> **Exercise**:
Using the data below, copy every line that contains the word "white".

━━━━━ Data for this exercise ━━━━━

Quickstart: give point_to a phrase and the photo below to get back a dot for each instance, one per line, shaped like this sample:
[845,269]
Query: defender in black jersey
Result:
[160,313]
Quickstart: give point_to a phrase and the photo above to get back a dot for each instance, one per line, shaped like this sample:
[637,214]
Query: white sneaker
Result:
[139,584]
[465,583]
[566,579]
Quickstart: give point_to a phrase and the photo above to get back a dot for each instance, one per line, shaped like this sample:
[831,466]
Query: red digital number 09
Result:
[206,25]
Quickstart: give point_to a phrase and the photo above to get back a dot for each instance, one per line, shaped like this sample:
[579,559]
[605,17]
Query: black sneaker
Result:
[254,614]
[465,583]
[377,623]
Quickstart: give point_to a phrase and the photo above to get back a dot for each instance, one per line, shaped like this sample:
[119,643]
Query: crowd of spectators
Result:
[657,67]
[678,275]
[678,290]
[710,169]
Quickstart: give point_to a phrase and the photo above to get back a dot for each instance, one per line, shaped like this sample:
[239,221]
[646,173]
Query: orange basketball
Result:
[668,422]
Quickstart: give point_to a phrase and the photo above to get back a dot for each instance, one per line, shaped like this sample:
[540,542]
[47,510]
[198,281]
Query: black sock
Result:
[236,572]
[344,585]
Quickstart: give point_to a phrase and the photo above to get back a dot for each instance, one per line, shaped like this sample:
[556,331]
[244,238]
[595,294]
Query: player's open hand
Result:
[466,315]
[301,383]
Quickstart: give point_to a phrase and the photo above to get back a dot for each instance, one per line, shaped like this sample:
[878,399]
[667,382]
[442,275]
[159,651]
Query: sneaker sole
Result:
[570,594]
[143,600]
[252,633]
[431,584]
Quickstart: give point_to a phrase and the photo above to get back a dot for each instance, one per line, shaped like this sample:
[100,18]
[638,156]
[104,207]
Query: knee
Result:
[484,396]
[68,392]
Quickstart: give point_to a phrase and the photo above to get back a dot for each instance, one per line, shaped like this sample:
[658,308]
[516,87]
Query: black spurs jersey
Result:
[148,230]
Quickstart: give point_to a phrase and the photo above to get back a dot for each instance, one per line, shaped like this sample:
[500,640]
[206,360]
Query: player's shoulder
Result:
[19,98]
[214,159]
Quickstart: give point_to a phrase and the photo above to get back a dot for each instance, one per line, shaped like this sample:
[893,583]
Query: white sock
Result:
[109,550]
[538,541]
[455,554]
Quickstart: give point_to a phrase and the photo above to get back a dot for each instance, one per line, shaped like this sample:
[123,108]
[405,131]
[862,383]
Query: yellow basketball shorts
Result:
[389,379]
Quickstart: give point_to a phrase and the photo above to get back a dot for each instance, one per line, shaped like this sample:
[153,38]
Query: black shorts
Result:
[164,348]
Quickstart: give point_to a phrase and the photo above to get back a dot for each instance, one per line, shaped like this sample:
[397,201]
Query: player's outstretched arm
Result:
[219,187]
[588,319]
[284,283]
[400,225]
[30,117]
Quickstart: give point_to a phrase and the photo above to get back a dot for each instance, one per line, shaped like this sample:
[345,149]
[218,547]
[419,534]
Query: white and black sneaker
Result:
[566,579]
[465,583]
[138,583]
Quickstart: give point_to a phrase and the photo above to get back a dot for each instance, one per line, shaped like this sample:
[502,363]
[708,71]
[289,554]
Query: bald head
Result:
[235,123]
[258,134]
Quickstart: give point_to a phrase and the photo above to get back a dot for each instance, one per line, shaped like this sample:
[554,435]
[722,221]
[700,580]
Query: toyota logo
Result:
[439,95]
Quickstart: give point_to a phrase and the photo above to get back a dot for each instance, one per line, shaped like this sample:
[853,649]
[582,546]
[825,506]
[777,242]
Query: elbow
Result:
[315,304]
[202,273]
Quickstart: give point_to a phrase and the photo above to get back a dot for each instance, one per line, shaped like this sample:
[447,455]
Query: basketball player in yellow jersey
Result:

━━━━━

> **Result of this task**:
Query: white sneaker
Query: white sock
Query: white and black sneaker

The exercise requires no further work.